> EXCERPT TO READ
AHA, BHA & PHA: Which Acids Should You Be Adding To Your Skincare Routine?
Skincare is an art that many people take very seriously, and for good reason. Taking care of your skin can prevent fine lines and wrinkles, sun damage, dryness, discoloration, and more. One of the most effective steps in your skincare is using the right acid. User-friendly acid treatments have become increasingly popular and brands have started carrying very effective dosages for at-home use.
The word acid may seem scary to most of you reading this, but the correct acid for your skin can solve many problems including texture, acne, pigmentation, and more!
This is your guide to acids and how to use them.
Beta Hydroxy Acid, better known as BHA, is one of the leading solutions for acne, blackheads, milia, and other skin imperfections. BHA’s are oil-soluble, meaning it’s excellent for anyone struggling with oil control.
BHAs also has anti-inflammatory properties so not only can it get past that layer of oil, but it can help reduce redness and swelling from acne and other spots. A very common BHA is Salicylic acid which can be found in many acne targeting face washes and spot treatments.
Paulas Choice Skin Perfecting 2% BHA Liquid Exfoliant is a great product featuring Salicylic acid and a great example of an effective BHA product.
BHAs are more suitable for combination to oily skin or anyone struggling with textured and acne-prone skin. It can also be used to calm rosacea and other hyperpigmentation issues.
Dosages of BHA can vary through products so before application, be sure to read the instructions as not all BHA products are meant for daily use.
Alpha Hydroxy Acid, AHA for short, is a common acid found in many skincare products. There may be a lot of AHA hidden in your labels. The most common acids to look out for are Glycolic Acid and Lactic Acid. These are found in serums, cleansers, toners, and even moisturizers.
AHAs are water-soluble meaning they focus on the surface of your skin rather than deep under your pores. They eat away at dead skin cells, improving skin texture, wrinkles, and hyperpigmentation such as melasma and scars.
Lactic Acid can be used to prevent dryness while Glycolic Acid is used as an anti-aging agent. Glycolic Acid helps regulate melanin and stimulate collagen. What does that mean? It means that it helps to brighten the skin and speed up the skin’s renewal process by helping to create collagen.
AHAs are suitable for most skin types depending on the concerns, although Glycolic Acid can be harsher than Lactic Acid and even BHAs. When introducing any acids to your skincare it’s best to do it gradually, avoiding skin reactions and increasing skin sensitivity.

> THE DATA
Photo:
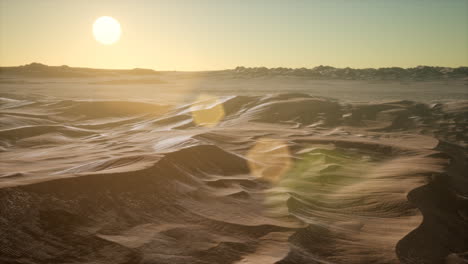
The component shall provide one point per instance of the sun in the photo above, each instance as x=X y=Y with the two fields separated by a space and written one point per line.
x=106 y=30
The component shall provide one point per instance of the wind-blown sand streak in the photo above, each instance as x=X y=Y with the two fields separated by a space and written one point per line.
x=286 y=178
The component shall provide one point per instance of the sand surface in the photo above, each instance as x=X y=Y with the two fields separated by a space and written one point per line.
x=181 y=169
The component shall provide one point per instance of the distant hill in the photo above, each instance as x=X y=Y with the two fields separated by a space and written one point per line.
x=38 y=70
x=327 y=72
x=420 y=73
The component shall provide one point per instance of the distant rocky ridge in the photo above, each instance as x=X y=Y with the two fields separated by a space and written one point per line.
x=419 y=73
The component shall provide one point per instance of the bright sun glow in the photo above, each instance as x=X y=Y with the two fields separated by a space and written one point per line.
x=106 y=30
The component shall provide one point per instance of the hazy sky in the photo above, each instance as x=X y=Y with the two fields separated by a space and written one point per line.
x=220 y=34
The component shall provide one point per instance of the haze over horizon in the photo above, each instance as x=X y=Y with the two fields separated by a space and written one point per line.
x=210 y=35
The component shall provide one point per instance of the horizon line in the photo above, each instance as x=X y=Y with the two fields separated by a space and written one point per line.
x=247 y=67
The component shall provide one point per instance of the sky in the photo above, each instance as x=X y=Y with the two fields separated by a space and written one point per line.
x=221 y=34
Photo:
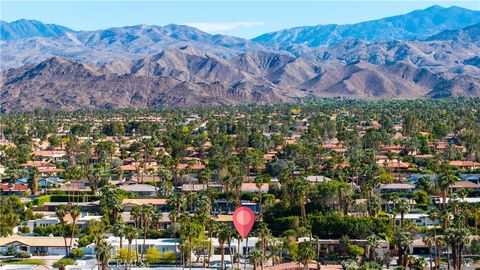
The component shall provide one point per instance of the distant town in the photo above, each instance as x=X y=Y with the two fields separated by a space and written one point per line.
x=333 y=184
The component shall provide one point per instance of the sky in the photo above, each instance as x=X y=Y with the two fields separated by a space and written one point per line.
x=238 y=18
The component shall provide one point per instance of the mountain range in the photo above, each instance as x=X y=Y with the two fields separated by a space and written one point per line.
x=425 y=53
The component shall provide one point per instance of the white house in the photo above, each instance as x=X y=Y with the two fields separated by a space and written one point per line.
x=35 y=245
x=42 y=222
x=417 y=219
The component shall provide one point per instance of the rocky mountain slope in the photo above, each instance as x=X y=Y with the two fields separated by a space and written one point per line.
x=151 y=66
x=418 y=24
x=188 y=76
x=130 y=42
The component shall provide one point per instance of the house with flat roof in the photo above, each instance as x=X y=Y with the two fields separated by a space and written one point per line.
x=128 y=204
x=140 y=189
x=420 y=220
x=35 y=245
x=396 y=187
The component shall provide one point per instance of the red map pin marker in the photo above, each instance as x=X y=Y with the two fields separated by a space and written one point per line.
x=243 y=219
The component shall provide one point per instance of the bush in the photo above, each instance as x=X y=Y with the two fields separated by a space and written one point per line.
x=85 y=240
x=124 y=256
x=63 y=262
x=355 y=251
x=40 y=201
x=24 y=229
x=76 y=253
x=168 y=256
x=152 y=255
x=22 y=254
x=155 y=234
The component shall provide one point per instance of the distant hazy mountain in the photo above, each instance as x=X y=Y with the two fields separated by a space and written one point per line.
x=468 y=34
x=189 y=76
x=418 y=24
x=30 y=28
x=102 y=46
x=152 y=66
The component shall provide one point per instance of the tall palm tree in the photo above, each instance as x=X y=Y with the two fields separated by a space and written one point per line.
x=264 y=233
x=223 y=235
x=373 y=242
x=33 y=183
x=131 y=233
x=146 y=214
x=165 y=175
x=306 y=253
x=61 y=211
x=403 y=239
x=403 y=207
x=261 y=179
x=119 y=230
x=447 y=179
x=74 y=213
x=457 y=238
x=103 y=254
x=429 y=241
x=301 y=189
x=212 y=228
x=255 y=258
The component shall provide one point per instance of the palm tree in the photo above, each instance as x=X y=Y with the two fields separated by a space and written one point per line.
x=111 y=203
x=119 y=231
x=264 y=233
x=212 y=227
x=255 y=258
x=306 y=253
x=403 y=207
x=146 y=214
x=33 y=183
x=457 y=238
x=261 y=179
x=74 y=213
x=403 y=239
x=429 y=241
x=447 y=179
x=223 y=235
x=130 y=233
x=373 y=242
x=165 y=176
x=103 y=254
x=61 y=211
x=301 y=189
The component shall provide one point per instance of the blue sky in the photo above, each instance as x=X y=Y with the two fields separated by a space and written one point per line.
x=239 y=18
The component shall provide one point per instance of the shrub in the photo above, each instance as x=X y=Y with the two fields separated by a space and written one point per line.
x=152 y=255
x=155 y=234
x=76 y=253
x=168 y=256
x=85 y=240
x=24 y=229
x=355 y=251
x=125 y=256
x=22 y=254
x=63 y=262
x=40 y=201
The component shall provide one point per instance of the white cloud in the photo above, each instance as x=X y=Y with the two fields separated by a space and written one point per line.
x=223 y=26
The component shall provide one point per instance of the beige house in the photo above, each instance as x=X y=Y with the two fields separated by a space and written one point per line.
x=35 y=245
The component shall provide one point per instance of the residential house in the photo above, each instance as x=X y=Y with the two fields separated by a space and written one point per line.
x=396 y=187
x=140 y=189
x=13 y=189
x=128 y=204
x=35 y=245
x=464 y=164
x=420 y=220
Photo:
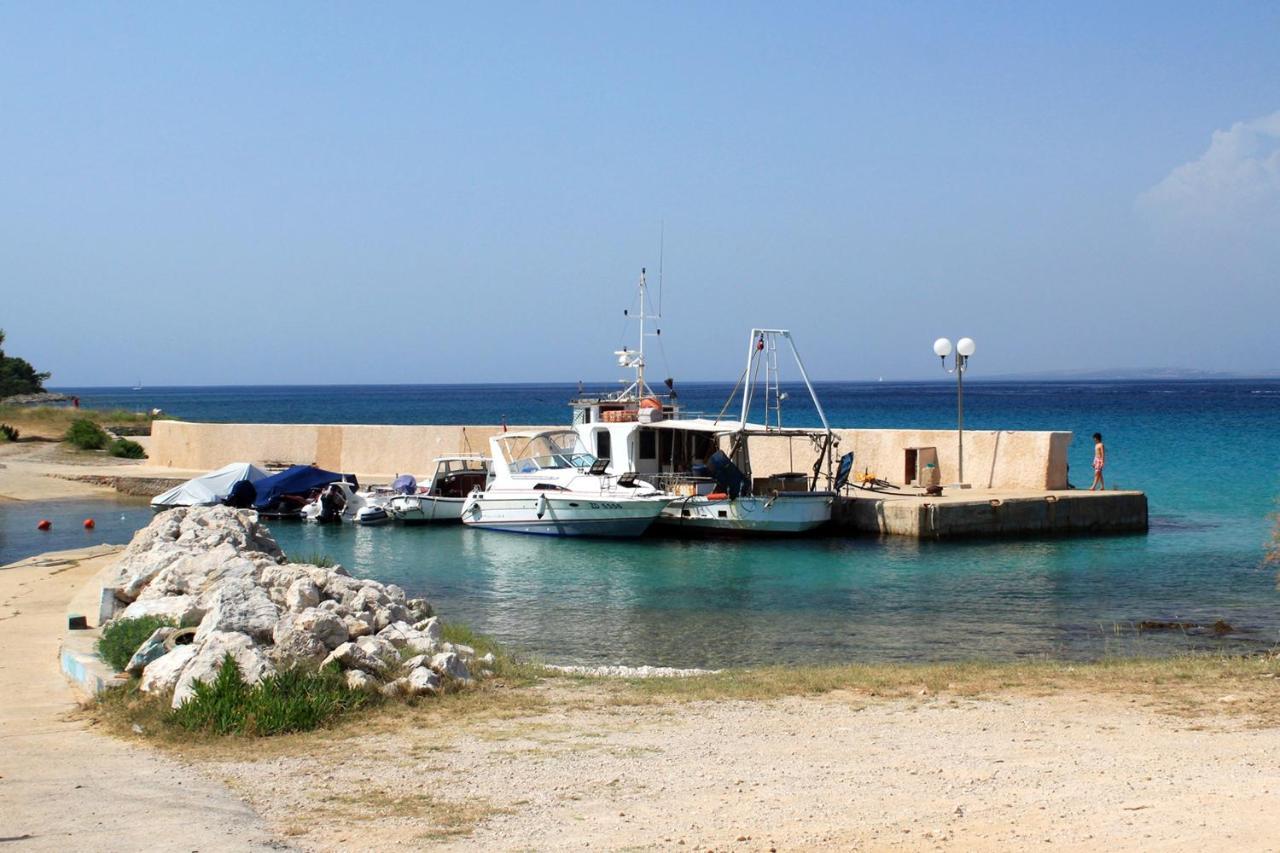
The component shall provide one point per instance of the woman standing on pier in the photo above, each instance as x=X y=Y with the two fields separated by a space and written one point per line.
x=1100 y=460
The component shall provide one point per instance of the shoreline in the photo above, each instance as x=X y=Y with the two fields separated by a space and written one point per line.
x=977 y=756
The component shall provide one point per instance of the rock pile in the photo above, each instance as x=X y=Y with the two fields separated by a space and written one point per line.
x=218 y=571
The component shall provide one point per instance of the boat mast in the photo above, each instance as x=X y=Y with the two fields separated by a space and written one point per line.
x=635 y=359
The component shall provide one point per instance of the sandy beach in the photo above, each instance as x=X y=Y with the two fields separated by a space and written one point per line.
x=575 y=763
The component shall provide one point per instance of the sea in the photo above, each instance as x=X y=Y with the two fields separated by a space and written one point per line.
x=1205 y=452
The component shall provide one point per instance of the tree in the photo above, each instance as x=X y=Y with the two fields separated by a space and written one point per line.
x=17 y=375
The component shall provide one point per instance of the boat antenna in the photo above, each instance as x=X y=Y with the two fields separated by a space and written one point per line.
x=662 y=240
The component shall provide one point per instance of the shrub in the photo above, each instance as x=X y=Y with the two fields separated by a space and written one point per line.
x=295 y=699
x=123 y=637
x=85 y=434
x=124 y=448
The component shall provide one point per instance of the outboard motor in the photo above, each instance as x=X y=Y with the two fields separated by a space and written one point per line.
x=728 y=477
x=332 y=505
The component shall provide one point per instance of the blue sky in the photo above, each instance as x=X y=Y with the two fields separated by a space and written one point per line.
x=410 y=192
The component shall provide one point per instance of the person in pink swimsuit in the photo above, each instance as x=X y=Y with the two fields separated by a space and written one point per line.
x=1100 y=460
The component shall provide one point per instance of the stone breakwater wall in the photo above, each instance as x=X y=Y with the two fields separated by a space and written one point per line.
x=993 y=459
x=219 y=574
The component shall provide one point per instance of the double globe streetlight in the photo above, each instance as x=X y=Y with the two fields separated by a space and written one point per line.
x=964 y=349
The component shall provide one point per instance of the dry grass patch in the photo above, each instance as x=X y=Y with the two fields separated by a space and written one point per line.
x=443 y=817
x=1187 y=685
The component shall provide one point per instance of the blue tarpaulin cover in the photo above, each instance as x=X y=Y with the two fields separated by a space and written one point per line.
x=298 y=479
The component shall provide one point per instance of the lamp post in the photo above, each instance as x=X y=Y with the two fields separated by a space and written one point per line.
x=964 y=349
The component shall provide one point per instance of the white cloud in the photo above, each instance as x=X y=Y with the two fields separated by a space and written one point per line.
x=1234 y=183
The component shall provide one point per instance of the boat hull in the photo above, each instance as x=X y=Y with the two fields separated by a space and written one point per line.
x=425 y=509
x=782 y=514
x=562 y=516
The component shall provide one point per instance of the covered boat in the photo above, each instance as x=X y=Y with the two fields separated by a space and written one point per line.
x=213 y=488
x=286 y=493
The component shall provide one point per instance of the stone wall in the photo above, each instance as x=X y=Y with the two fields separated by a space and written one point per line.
x=993 y=459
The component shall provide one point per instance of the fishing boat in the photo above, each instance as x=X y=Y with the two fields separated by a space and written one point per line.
x=727 y=475
x=547 y=483
x=442 y=500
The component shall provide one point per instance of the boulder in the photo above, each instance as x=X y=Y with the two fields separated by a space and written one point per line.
x=151 y=649
x=161 y=674
x=329 y=628
x=379 y=648
x=361 y=680
x=350 y=656
x=209 y=653
x=237 y=605
x=357 y=626
x=293 y=647
x=451 y=665
x=195 y=573
x=432 y=628
x=302 y=593
x=423 y=682
x=397 y=688
x=183 y=610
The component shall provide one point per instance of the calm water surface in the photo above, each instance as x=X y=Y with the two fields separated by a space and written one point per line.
x=1205 y=452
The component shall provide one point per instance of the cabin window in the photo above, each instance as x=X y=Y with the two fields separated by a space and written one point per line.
x=648 y=445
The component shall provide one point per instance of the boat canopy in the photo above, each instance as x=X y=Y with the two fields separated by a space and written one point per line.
x=298 y=479
x=209 y=489
x=528 y=452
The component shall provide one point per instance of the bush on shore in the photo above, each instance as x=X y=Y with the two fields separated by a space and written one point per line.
x=295 y=699
x=86 y=434
x=123 y=637
x=126 y=448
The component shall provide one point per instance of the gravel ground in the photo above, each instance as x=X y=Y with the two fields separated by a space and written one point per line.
x=837 y=771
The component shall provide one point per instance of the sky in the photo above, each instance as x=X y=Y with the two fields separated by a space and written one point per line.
x=318 y=192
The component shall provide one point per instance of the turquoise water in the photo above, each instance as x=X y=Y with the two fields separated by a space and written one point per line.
x=1205 y=452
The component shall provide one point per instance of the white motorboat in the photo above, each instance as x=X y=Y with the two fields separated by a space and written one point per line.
x=707 y=463
x=547 y=483
x=455 y=478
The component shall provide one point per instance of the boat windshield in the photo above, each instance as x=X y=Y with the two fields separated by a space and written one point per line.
x=545 y=451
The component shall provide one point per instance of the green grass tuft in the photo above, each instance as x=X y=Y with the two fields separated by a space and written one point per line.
x=126 y=448
x=123 y=637
x=295 y=699
x=86 y=434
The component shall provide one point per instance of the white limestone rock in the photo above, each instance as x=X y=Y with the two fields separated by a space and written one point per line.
x=451 y=665
x=397 y=688
x=161 y=674
x=361 y=680
x=350 y=656
x=423 y=682
x=357 y=626
x=432 y=628
x=240 y=606
x=183 y=610
x=151 y=649
x=302 y=594
x=209 y=655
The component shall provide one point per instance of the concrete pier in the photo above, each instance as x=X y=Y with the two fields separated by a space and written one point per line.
x=969 y=512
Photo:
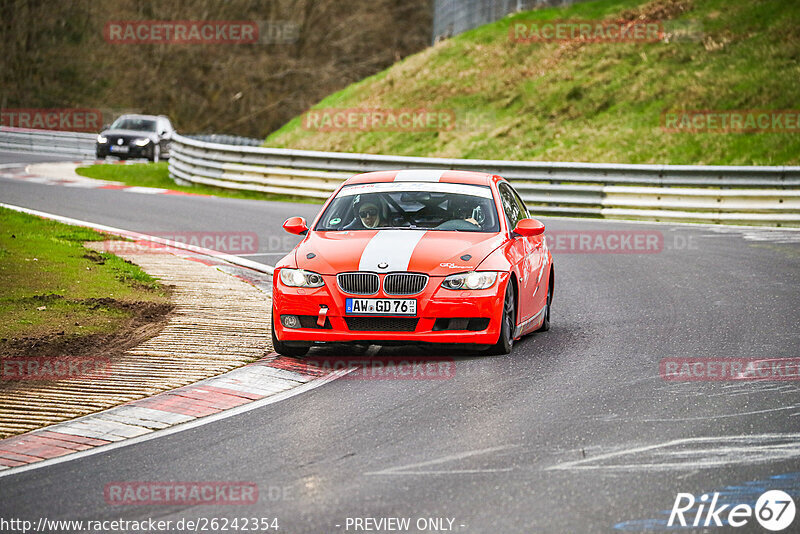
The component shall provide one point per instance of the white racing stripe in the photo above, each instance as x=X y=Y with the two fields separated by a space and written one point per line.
x=394 y=247
x=419 y=175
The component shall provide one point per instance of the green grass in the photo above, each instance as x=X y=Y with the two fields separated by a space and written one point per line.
x=595 y=102
x=157 y=175
x=50 y=283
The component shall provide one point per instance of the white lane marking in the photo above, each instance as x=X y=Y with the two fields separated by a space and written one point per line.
x=393 y=247
x=145 y=190
x=419 y=175
x=183 y=426
x=709 y=417
x=408 y=469
x=693 y=453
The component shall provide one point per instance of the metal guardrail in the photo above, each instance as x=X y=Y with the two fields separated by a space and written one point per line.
x=72 y=144
x=688 y=193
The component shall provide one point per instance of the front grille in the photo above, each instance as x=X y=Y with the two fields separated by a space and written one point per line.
x=404 y=283
x=381 y=324
x=358 y=283
x=310 y=321
x=113 y=140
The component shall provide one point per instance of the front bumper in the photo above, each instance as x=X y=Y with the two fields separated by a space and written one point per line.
x=433 y=303
x=134 y=151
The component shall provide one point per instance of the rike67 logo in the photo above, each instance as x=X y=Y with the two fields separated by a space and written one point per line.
x=774 y=510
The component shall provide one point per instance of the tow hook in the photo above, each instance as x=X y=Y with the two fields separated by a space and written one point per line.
x=323 y=313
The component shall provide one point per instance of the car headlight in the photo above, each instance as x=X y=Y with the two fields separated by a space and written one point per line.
x=473 y=280
x=301 y=278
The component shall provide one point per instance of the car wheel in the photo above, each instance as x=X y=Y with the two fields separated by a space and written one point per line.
x=284 y=349
x=546 y=324
x=505 y=343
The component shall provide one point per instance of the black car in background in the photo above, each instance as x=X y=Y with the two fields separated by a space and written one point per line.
x=136 y=136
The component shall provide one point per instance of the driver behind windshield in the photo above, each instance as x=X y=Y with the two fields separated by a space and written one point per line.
x=462 y=208
x=369 y=213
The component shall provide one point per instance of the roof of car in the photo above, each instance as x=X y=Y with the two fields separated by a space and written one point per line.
x=137 y=116
x=422 y=175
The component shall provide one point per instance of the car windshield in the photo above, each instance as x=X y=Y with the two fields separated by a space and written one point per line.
x=400 y=205
x=130 y=123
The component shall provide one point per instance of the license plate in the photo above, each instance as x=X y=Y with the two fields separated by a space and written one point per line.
x=381 y=307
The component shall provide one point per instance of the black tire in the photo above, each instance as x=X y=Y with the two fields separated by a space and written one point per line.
x=505 y=342
x=284 y=349
x=546 y=324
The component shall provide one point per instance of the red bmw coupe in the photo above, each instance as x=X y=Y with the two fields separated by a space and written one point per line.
x=415 y=256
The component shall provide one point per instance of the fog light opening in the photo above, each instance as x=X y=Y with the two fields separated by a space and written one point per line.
x=290 y=321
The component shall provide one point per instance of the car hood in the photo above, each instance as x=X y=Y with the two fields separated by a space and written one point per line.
x=437 y=253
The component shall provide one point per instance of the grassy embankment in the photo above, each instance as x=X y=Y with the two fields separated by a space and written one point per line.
x=157 y=175
x=58 y=296
x=589 y=102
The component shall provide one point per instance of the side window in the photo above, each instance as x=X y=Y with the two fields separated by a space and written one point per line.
x=514 y=212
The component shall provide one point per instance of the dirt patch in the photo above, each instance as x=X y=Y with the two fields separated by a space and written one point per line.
x=659 y=10
x=146 y=320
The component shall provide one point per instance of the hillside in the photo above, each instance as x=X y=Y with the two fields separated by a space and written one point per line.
x=58 y=55
x=580 y=101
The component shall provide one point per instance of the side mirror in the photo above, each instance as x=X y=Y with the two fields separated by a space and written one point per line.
x=296 y=225
x=529 y=228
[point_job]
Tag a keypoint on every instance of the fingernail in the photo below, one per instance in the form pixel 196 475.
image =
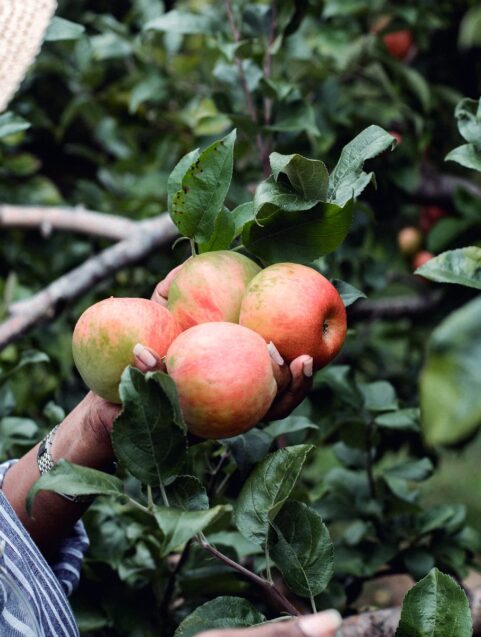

> TASK TO COMPLETE
Reproduce the passage of the skincare acids text starting at "Beta Hydroxy Acid, better" and ending at "and spot treatments.". Rely only on the text about skincare acids, not on the lines.

> SOLVED PROBLEM
Beta Hydroxy Acid, better known as BHA, is one of the leading solutions for acne, blackheads, milia, and other skin imperfections. BHA’s are oil-soluble, meaning it’s excellent for anyone struggling with oil control.
BHAs also has anti-inflammatory properties so not only can it get past that layer of oil, but it can help reduce redness and swelling from acne and other spots. A very common BHA is Salicylic acid which can be found in many acne targeting face washes and spot treatments.